▶ _WORK TO COMPLETE_
Rewrite the rows below with each "passenger" swapped for "rider", leaving everything else unchanged.

▶ _DATA TO USE_
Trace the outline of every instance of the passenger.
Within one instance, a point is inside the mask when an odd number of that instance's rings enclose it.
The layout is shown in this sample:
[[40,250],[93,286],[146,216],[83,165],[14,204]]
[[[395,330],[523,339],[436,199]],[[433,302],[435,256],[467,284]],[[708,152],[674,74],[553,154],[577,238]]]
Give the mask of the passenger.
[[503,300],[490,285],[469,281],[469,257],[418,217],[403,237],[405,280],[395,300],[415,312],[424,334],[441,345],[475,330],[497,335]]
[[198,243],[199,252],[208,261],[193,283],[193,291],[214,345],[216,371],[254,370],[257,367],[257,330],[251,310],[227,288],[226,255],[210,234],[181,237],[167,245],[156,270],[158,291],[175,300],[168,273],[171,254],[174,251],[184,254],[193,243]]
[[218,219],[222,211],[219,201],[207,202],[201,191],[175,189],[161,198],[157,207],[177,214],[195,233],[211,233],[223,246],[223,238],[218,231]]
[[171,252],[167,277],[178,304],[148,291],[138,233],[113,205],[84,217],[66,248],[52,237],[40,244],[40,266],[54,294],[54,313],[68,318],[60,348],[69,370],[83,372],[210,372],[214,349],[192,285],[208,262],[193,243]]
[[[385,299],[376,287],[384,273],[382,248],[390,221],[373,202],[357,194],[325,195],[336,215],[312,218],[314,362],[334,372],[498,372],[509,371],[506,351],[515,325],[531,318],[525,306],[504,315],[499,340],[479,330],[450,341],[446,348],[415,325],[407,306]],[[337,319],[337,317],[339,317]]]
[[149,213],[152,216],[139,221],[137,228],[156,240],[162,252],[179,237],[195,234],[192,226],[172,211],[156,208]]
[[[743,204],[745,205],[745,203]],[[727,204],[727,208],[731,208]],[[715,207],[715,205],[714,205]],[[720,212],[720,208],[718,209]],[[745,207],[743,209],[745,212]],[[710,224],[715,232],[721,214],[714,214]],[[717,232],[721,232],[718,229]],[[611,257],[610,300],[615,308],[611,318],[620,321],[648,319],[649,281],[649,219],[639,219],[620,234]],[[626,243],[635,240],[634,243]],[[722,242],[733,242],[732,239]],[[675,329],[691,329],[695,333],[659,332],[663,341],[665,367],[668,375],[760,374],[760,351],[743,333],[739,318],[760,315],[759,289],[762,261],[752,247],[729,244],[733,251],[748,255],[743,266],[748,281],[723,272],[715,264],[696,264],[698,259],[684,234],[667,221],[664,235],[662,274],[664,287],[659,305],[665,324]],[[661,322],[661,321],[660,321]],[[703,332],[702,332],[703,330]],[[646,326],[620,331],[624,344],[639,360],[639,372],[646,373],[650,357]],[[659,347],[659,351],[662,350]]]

▶ _COMPLETED EXERCISE_
Trace the outline of every instance of the rider.
Within one instance, a point is inside the mask when an odd number of that instance's rings enclose it.
The layout is shown in this sample:
[[40,250],[93,286],[146,216],[83,165],[14,204]]
[[[395,330],[523,339],[436,199]],[[433,302],[435,256],[467,284]],[[708,152],[674,74],[553,154],[577,238]]]
Give the mask of the rider.
[[503,300],[490,285],[469,281],[469,257],[418,217],[403,237],[405,280],[395,300],[415,312],[424,334],[441,345],[475,330],[497,335]]
[[198,243],[199,252],[208,261],[193,283],[193,291],[214,345],[216,371],[254,370],[257,367],[257,330],[251,310],[227,288],[226,255],[210,234],[181,237],[167,245],[156,270],[158,291],[175,300],[168,273],[171,254],[174,251],[184,254],[193,243]]
[[218,219],[222,211],[219,201],[207,202],[201,191],[175,189],[161,198],[157,207],[177,214],[195,233],[211,233],[223,246],[223,238],[218,231]]
[[171,252],[167,277],[178,304],[148,291],[138,233],[113,205],[84,217],[66,248],[52,237],[40,244],[40,266],[54,294],[54,313],[68,318],[60,348],[69,370],[83,372],[210,372],[214,349],[192,285],[208,262],[193,243]]
[[[385,299],[376,287],[384,273],[382,248],[390,221],[373,202],[357,194],[325,195],[336,215],[312,218],[314,362],[334,372],[498,372],[509,371],[506,351],[515,325],[531,318],[525,306],[504,315],[499,340],[479,330],[450,341],[446,348],[415,325],[407,306]],[[337,319],[337,317],[339,317]]]
[[149,213],[152,216],[139,221],[137,228],[156,240],[162,252],[179,237],[195,234],[192,226],[172,211],[156,208]]
[[[743,204],[745,205],[745,203]],[[727,204],[727,208],[731,208]],[[715,207],[715,205],[714,205]],[[720,212],[720,208],[718,209]],[[745,207],[743,209],[745,212]],[[710,224],[715,232],[721,214],[714,214]],[[717,232],[721,232],[718,229]],[[611,257],[610,300],[615,308],[611,318],[620,321],[648,319],[649,281],[649,219],[639,219],[620,234]],[[626,243],[635,240],[634,243]],[[722,242],[733,242],[732,239]],[[675,329],[691,329],[695,333],[659,332],[663,341],[665,367],[668,375],[760,374],[760,351],[743,333],[739,318],[760,315],[759,289],[762,261],[752,247],[729,244],[733,251],[748,255],[743,266],[748,281],[723,272],[715,264],[696,264],[698,259],[684,234],[667,221],[664,235],[662,274],[664,287],[659,305],[665,324]],[[661,322],[661,321],[660,321]],[[703,332],[702,332],[703,330]],[[646,326],[620,331],[624,344],[639,360],[639,372],[646,373],[650,357]],[[659,347],[659,351],[662,350]]]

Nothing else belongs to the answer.